REQUIRED WORK:
In the forum thread about computer ages, why did the HP Pavilion dv6000 laptop never reach four years old? Answer in one to three sentences.

ARTICLE:
►

My current Laptop is a Dell Inspiron, it's currently only 2 weeks old. My previous laptop was a HP Pavillion dv6000, if it made it to May it would have been 4 years old, but alas the motherboard failed.


----------



## net-cat (Feb 20, 2011)

My main computer's motherboard went "poof" about three days ago. It was four years old.

I haven't replaced it yet, but I'm using my laptop in the mean time. It's about four and a half years old.


----------



## Ratte (Feb 20, 2011)

My laptop is roughly two years old now.  HP G60-235DX lump of parts.


----------



## Dizro (Feb 20, 2011)

my computer is about 3 years old and my laptop is roughly a year old


----------



## AshleyAshes (Feb 20, 2011)

Single core, Athlon 64 3200.  It's circa 2004 or so I'd presume.  Though the graphics card is from 2008 but only installed a few weeks ago.  It's getting replaced soon, already collecting parts for a brand new quad core system.  The current Athlon 64 now has a Radeon HD 4650 to allow for DXVA and an infrared MCE remote is due in the mail soon.  It'll be repurposed into a HTPC running XBMC and will continue on it's life for 5-10 years.  ...Or untill the PSU explodes and burns out everything else in the box.  Which ever comes first!

◄

MATERIAL PROVIDED:
►

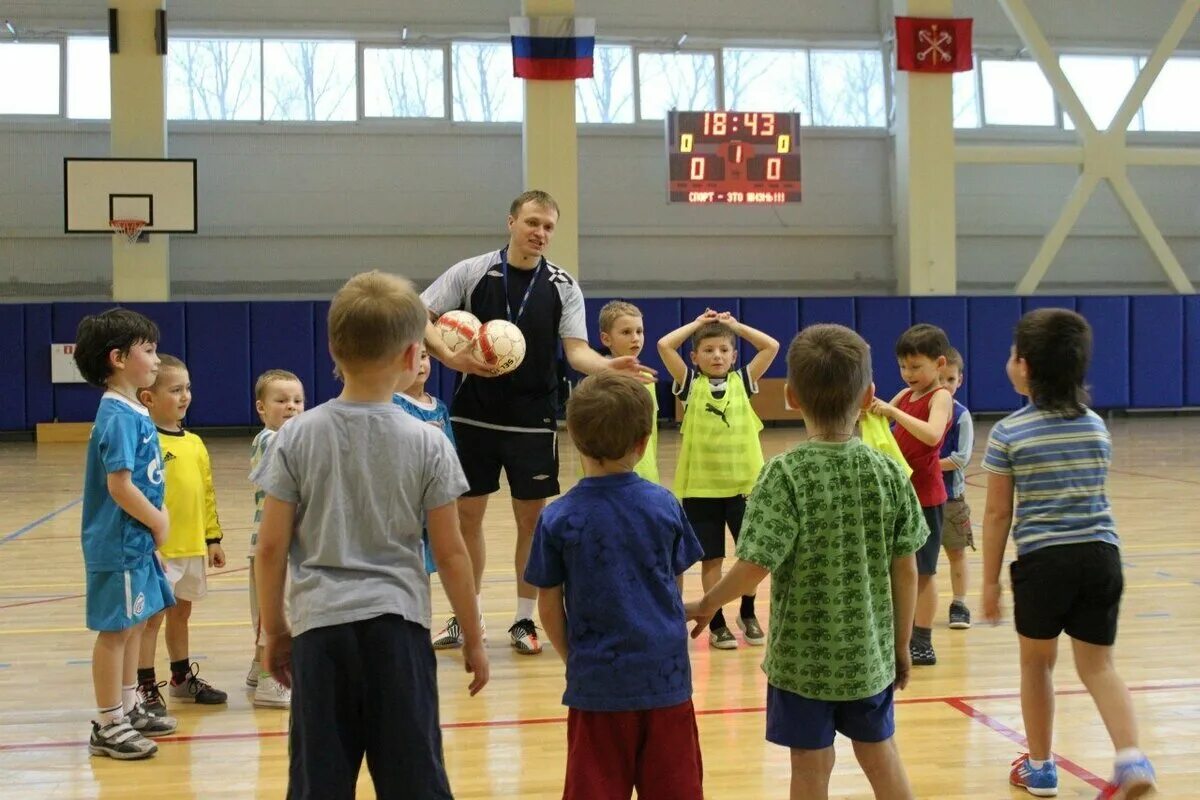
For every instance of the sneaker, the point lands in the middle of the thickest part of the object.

◄

SOLVED PROBLEM:
Its motherboard failed. It would have turned four in May.